▶ Brano di lettura
• • • •
Le radici.
 
Una comunità arcaica.
Terrinca è un paese antico, profondamente conservativo, il cui territorio ha mantenuto in modo sorprendentemente fresco i caratteri delle unità demoterritoriali liguri.
Emilio Sereni, nel suo corposo saggio "Comunità rurali nell'Italia antica", ci offre una descrizione estremamente dettagliata di come fossero strutturate tali entità, gravitanti tra il vico (villaggio semistanziale invernale) e gli alpeggi estivi, dove le terre erano utilizzate in modo comunitaristico.
I loro confini erano naturali (fiumi, torrenti, creste di monti) e inglobavano interi massicci montuosi utilizzati come pascoli estivi e compascua (terre comuni).
Il merito di aver trasposto questi approfondimenti nella nostra zona spetta a Ubaldo Formentini che, dopo ricerche etnografiche e sul territorio, scrisse i due lavori “Conciliaboli, pievi e corti nella Liguria di Levante. Saggio sulle istituzioni liguri nell'antichità e nell'alto medioevo”; “Monte Sagro, saggio sulle istituzioni demoterritoriali degli Apuani” .
• • • •
▶ Contenuto del dataset
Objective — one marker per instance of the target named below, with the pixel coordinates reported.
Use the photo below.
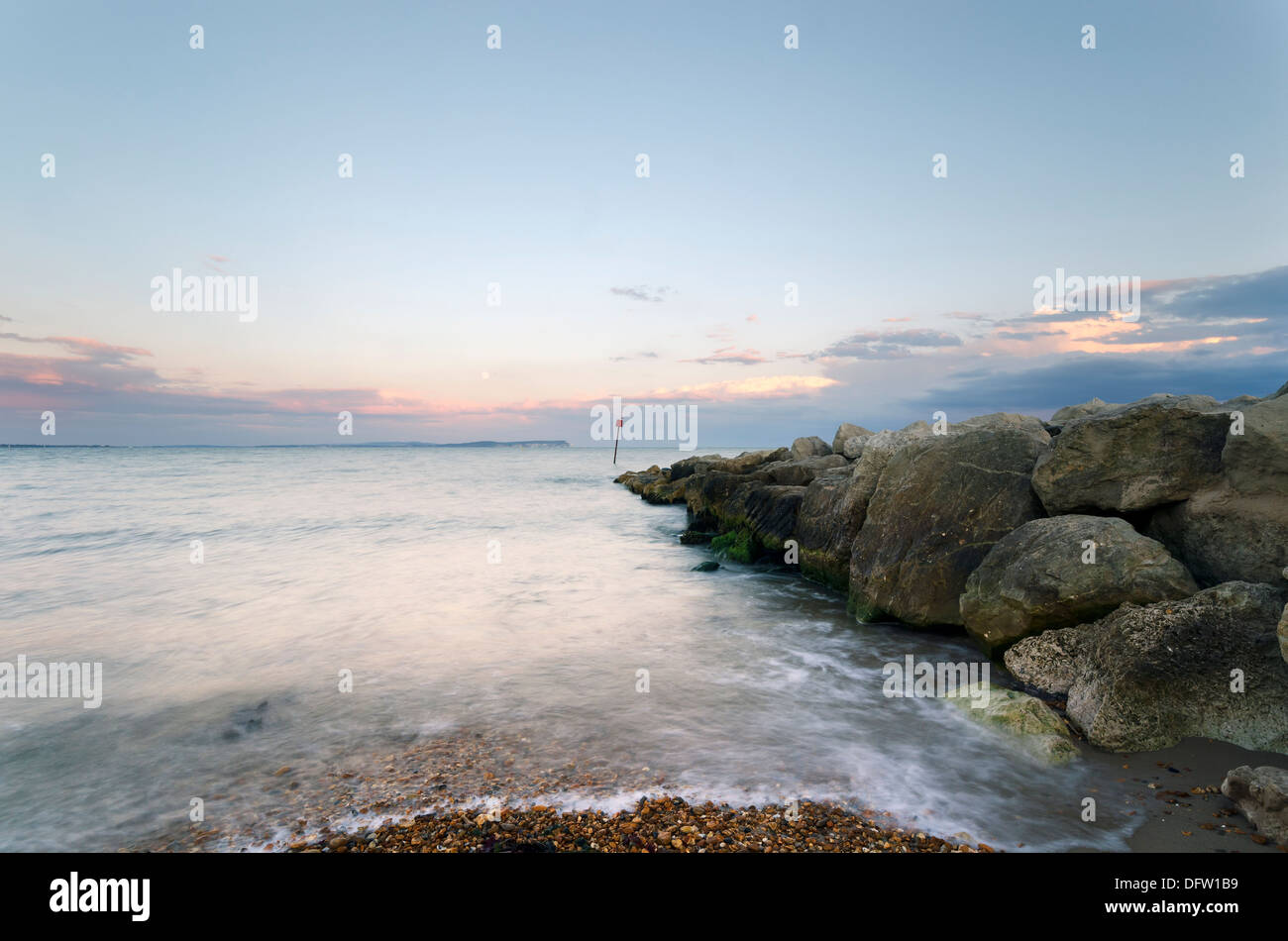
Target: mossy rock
(738, 545)
(1028, 720)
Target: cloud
(643, 292)
(887, 344)
(759, 387)
(730, 355)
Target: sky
(497, 262)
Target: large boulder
(765, 510)
(1025, 720)
(939, 505)
(664, 490)
(746, 463)
(1072, 412)
(853, 447)
(1237, 527)
(1044, 575)
(845, 433)
(802, 470)
(1261, 795)
(1283, 631)
(825, 528)
(1145, 678)
(636, 481)
(810, 447)
(1133, 458)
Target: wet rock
(1038, 576)
(694, 538)
(706, 494)
(664, 490)
(1133, 458)
(1026, 720)
(1144, 678)
(1283, 634)
(800, 471)
(765, 510)
(810, 447)
(1261, 795)
(825, 527)
(635, 481)
(745, 463)
(939, 505)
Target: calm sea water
(490, 589)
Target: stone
(810, 447)
(1261, 795)
(1133, 458)
(767, 511)
(825, 525)
(939, 505)
(1037, 578)
(1283, 634)
(800, 471)
(1070, 412)
(845, 433)
(853, 447)
(1145, 678)
(1236, 529)
(1026, 720)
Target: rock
(1261, 795)
(694, 538)
(845, 433)
(1283, 635)
(706, 494)
(1031, 724)
(825, 525)
(738, 545)
(635, 481)
(802, 470)
(1070, 412)
(939, 505)
(853, 447)
(810, 447)
(768, 511)
(664, 490)
(1133, 458)
(1224, 536)
(1035, 578)
(1144, 678)
(745, 463)
(1236, 529)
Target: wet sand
(469, 791)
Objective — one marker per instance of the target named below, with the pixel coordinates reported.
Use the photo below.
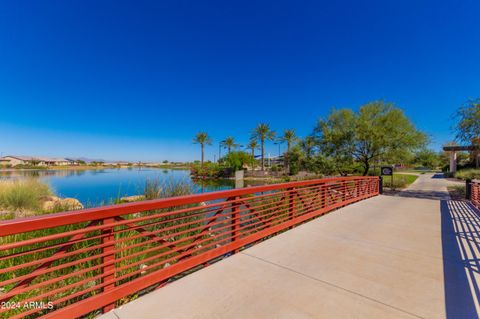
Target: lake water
(96, 187)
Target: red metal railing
(475, 195)
(91, 260)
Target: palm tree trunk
(288, 159)
(263, 155)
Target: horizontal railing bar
(28, 224)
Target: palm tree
(253, 145)
(307, 145)
(289, 136)
(229, 143)
(262, 132)
(203, 139)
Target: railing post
(468, 189)
(324, 195)
(110, 257)
(235, 221)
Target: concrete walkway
(415, 255)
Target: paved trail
(414, 255)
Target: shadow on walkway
(461, 263)
(423, 194)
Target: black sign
(387, 171)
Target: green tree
(203, 139)
(377, 131)
(468, 122)
(288, 137)
(307, 144)
(263, 133)
(253, 145)
(229, 143)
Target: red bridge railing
(475, 195)
(71, 264)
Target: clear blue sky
(135, 80)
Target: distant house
(14, 160)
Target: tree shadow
(461, 252)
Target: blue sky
(135, 80)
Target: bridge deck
(387, 257)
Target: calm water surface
(96, 187)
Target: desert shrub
(468, 174)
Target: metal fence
(84, 262)
(475, 193)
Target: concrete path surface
(414, 255)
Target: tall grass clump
(399, 181)
(22, 195)
(468, 174)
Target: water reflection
(100, 186)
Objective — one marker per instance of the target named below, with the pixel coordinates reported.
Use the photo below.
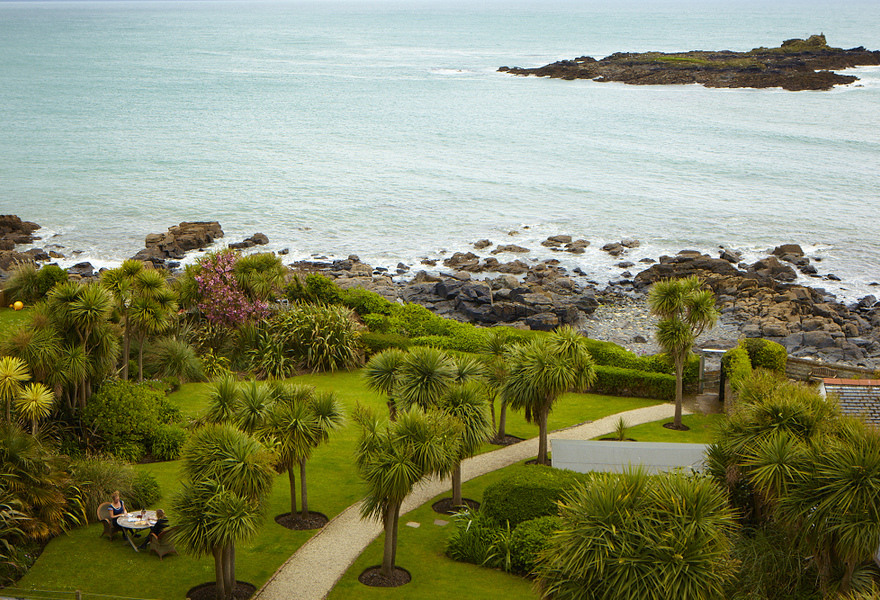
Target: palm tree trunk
(126, 347)
(304, 497)
(390, 545)
(542, 435)
(502, 421)
(292, 476)
(456, 485)
(392, 409)
(230, 570)
(679, 389)
(141, 359)
(219, 575)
• • • •
▶ Istruzioni del compito
Ricopia dal brano su Terrinca il passo che va da "Terrinca è un" fino a "unità demoterritoriali liguri." compreso, senza cambiare nulla.

▶ Risposta all'esercizio
Terrinca è un paese antico, profondamente conservativo, il cui territorio ha mantenuto in modo sorprendentemente fresco i caratteri delle unità demoterritoriali liguri.